* [Set problem]:
Please write out the data below word for word, from the line that contains "If you could place a marker on the hillside" through the end of the data, both ends included, and leave the pictures out.
[Material start]
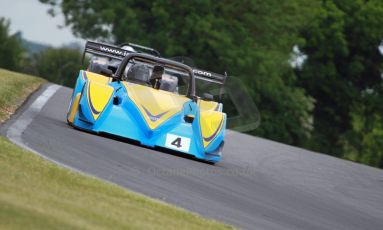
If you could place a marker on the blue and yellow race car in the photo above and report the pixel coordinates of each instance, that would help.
(152, 100)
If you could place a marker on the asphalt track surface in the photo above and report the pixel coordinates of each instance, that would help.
(259, 184)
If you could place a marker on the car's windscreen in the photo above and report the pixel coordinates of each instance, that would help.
(168, 78)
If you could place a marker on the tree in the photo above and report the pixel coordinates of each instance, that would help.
(343, 61)
(11, 49)
(59, 65)
(250, 39)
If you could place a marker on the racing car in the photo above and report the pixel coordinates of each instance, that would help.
(152, 100)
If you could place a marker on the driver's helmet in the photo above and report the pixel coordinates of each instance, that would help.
(139, 73)
(169, 83)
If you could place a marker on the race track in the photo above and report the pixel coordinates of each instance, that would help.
(259, 184)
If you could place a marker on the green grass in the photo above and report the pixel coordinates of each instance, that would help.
(37, 194)
(14, 88)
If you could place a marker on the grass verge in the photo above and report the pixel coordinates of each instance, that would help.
(37, 194)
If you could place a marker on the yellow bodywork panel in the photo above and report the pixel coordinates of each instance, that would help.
(74, 108)
(156, 106)
(211, 123)
(208, 105)
(98, 96)
(95, 77)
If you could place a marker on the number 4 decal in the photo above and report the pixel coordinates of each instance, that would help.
(176, 142)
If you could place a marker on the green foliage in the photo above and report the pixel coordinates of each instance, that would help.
(342, 46)
(59, 65)
(315, 107)
(250, 39)
(11, 50)
(364, 141)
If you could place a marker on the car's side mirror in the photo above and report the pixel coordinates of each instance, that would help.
(106, 72)
(207, 97)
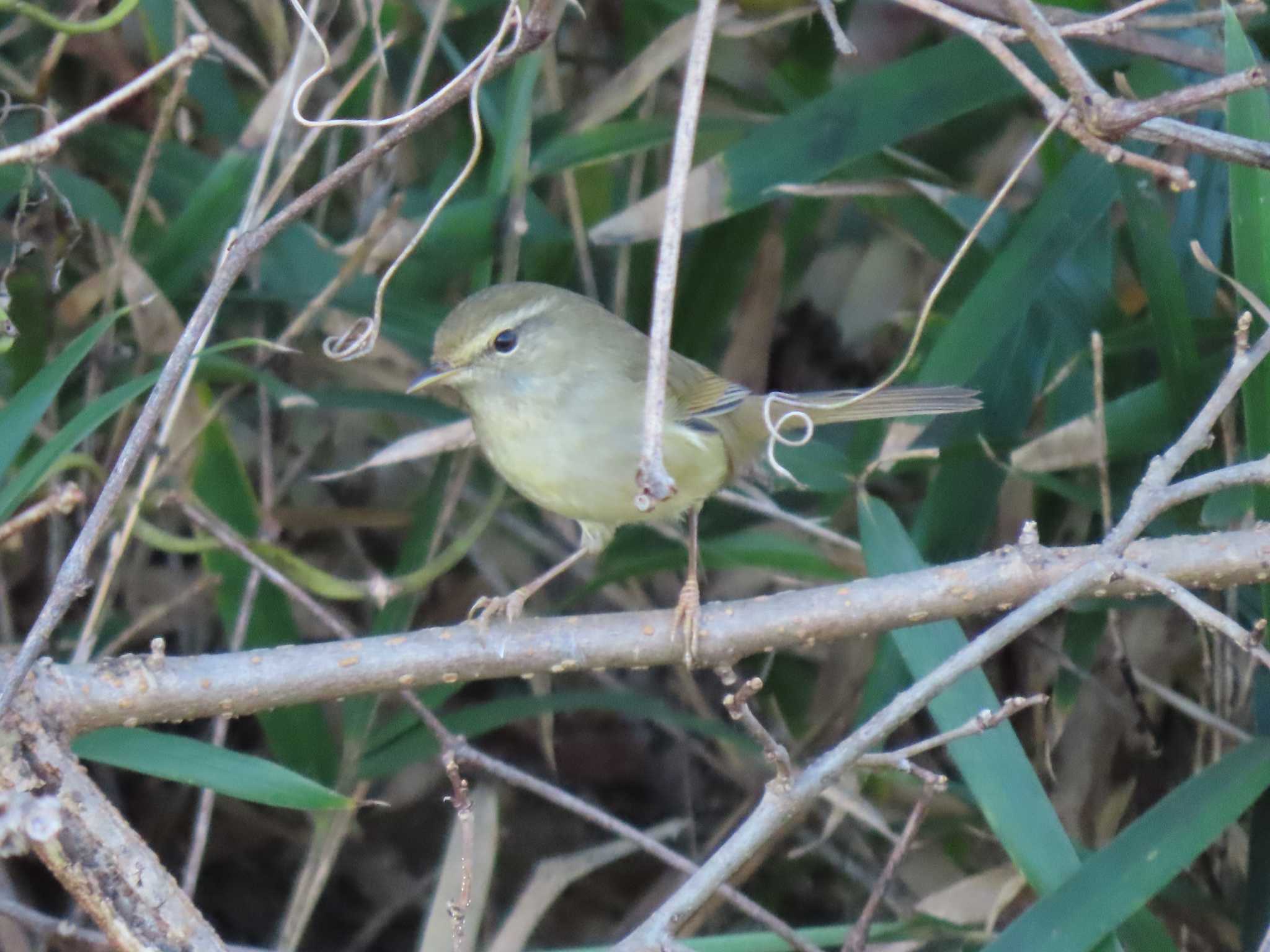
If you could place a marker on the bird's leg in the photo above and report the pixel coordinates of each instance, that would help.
(687, 611)
(511, 606)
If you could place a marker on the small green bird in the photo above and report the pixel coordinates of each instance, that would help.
(8, 332)
(556, 385)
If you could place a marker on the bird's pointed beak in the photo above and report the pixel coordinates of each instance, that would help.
(437, 374)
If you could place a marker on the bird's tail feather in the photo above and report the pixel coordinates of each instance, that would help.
(840, 407)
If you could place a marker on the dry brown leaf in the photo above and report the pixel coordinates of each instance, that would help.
(155, 322)
(1071, 446)
(415, 446)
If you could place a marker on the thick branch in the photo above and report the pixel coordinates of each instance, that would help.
(71, 579)
(52, 808)
(138, 690)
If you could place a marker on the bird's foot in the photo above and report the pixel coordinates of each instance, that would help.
(687, 620)
(489, 607)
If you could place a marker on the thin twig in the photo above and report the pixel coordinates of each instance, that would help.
(540, 23)
(506, 772)
(156, 614)
(63, 499)
(653, 482)
(981, 723)
(797, 415)
(859, 935)
(45, 146)
(220, 730)
(737, 705)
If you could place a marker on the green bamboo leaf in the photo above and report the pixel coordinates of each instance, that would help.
(853, 120)
(189, 245)
(200, 764)
(1248, 115)
(19, 418)
(167, 541)
(299, 736)
(309, 576)
(43, 461)
(615, 140)
(1160, 272)
(992, 764)
(1143, 858)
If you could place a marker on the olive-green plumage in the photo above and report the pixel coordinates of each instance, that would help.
(556, 389)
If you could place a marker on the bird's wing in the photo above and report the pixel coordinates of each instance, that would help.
(696, 394)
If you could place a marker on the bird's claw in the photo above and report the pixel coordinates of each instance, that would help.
(487, 607)
(687, 620)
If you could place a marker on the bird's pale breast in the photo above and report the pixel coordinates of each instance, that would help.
(580, 460)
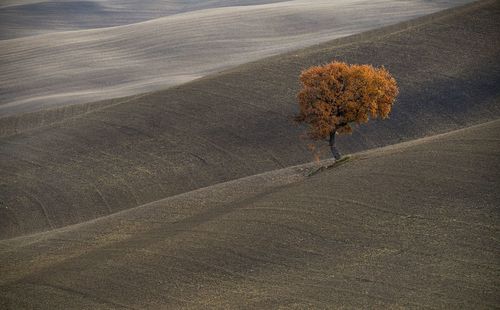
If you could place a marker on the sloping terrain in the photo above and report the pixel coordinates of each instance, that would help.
(20, 18)
(82, 66)
(412, 225)
(237, 123)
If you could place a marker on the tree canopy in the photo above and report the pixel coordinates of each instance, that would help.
(337, 95)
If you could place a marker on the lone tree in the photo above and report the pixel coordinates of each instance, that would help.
(337, 95)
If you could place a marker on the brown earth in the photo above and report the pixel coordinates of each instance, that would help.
(237, 123)
(413, 225)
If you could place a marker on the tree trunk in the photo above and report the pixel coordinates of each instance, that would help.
(333, 147)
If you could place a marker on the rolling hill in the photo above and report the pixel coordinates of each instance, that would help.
(410, 225)
(74, 67)
(237, 123)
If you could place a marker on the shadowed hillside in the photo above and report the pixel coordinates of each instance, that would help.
(237, 123)
(75, 67)
(411, 225)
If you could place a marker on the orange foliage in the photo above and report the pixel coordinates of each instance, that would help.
(336, 95)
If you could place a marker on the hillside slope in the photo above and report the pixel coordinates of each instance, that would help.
(411, 225)
(82, 66)
(20, 18)
(238, 123)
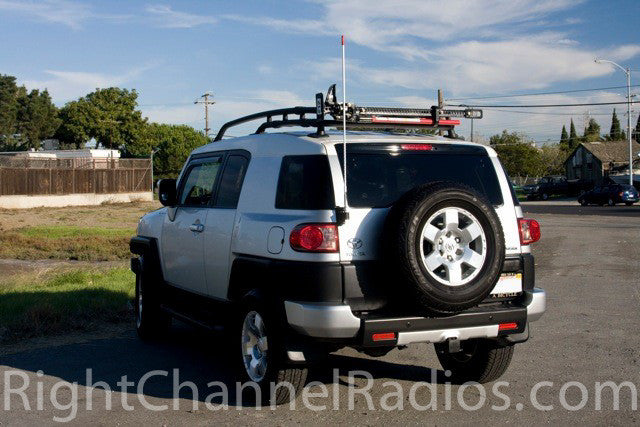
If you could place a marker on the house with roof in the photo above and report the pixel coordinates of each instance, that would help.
(595, 161)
[Material end]
* [Reply to the exercise]:
If you could place a marker on the hillside slope in the photo above and report the pixel coordinates of each instance, that would help.
(411, 225)
(82, 66)
(20, 18)
(238, 123)
If you could place a marker on the house with roof in the photo above and report the pixel coordinates of each instance, that would help.
(595, 161)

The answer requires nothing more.